# Aim:
From the line that includes "Each instance of the church" to the last line of the records, inclusive, repeat each line exactly.

Stored items from a collection
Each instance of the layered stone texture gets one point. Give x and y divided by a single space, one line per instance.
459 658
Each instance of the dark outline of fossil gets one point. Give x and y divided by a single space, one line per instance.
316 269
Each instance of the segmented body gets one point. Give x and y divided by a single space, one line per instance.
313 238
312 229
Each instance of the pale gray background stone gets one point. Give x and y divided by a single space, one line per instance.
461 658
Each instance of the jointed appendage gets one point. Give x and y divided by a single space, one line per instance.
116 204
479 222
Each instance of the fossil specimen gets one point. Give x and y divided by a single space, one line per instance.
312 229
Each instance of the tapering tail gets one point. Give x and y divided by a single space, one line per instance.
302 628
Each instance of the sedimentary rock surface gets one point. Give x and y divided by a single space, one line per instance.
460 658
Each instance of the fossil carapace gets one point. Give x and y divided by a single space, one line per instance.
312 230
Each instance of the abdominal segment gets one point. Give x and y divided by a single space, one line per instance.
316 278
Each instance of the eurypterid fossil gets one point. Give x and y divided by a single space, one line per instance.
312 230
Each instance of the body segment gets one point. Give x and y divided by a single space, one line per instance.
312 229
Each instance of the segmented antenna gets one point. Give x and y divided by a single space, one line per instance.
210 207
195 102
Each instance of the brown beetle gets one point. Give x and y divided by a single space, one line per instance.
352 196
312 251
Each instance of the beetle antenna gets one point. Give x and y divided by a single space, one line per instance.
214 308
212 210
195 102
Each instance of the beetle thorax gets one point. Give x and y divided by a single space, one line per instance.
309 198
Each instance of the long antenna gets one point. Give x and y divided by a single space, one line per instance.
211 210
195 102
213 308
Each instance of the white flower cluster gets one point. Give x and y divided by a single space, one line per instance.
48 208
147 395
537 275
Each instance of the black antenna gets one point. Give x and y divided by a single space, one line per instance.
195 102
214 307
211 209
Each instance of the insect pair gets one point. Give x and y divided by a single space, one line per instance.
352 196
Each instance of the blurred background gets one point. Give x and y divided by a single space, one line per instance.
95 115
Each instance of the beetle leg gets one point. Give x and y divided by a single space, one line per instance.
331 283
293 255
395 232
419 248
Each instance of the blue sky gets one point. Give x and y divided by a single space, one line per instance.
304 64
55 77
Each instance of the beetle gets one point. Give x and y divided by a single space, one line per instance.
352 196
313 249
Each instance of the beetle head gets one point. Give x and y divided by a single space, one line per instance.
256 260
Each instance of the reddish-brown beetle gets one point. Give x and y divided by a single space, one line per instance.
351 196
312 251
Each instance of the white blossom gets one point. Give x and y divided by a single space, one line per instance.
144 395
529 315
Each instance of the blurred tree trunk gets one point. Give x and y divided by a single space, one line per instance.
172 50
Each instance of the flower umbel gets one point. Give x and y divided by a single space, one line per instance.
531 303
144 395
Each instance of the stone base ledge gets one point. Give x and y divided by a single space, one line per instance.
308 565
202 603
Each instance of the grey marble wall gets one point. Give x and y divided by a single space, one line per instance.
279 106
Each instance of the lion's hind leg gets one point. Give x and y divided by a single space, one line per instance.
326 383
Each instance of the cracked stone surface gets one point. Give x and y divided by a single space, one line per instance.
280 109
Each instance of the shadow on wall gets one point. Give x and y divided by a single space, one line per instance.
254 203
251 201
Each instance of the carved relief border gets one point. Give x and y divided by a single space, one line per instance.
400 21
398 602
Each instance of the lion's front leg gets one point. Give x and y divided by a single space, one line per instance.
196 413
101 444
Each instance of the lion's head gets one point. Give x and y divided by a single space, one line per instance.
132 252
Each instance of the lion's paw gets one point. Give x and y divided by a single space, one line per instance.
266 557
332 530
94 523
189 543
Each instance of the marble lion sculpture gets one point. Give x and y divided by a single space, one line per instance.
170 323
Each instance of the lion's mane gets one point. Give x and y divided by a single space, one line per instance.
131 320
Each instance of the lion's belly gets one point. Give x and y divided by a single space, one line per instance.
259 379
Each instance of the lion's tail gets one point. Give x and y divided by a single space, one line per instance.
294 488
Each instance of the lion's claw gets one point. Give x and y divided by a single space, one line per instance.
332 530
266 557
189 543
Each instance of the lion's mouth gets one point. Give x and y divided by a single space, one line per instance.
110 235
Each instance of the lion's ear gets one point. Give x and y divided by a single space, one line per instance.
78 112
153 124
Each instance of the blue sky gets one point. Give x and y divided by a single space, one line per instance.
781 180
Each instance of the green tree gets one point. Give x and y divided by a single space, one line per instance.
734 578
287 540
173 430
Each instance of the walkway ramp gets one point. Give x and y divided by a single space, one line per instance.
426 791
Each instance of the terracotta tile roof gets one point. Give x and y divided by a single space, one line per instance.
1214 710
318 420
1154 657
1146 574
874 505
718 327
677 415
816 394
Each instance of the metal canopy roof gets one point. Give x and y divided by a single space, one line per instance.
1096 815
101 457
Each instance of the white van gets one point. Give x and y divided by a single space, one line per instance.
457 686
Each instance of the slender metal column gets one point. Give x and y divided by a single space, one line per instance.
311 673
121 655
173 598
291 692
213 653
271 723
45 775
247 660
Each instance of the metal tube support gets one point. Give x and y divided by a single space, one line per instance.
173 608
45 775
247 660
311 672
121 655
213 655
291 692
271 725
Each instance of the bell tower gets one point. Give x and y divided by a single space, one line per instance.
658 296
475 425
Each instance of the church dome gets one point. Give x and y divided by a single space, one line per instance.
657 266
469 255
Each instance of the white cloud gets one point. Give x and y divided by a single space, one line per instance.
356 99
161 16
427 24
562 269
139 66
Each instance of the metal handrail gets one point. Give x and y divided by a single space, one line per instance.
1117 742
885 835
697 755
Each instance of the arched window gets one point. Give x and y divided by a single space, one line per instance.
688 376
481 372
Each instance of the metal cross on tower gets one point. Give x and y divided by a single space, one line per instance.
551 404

# Solution to this exercise:
Each instance of the church dome gets one point. Give x and y divided by a single space, one line per instance.
657 266
469 255
Each instance of the white cloud gets one point. Give x and y divided by a single space, one line per instance.
356 99
161 16
427 24
562 269
139 66
Each instance of the metal handrail gets one point. Give x and y divided by a single space, one line per instance.
1117 742
885 835
697 755
Each instance of the arched window gets one point. Give x and y divided by a single space, one line per instance.
688 376
481 372
Each instance of the metal cross on tower gets one point. Give x and y divided by a single space, one line per instance.
551 404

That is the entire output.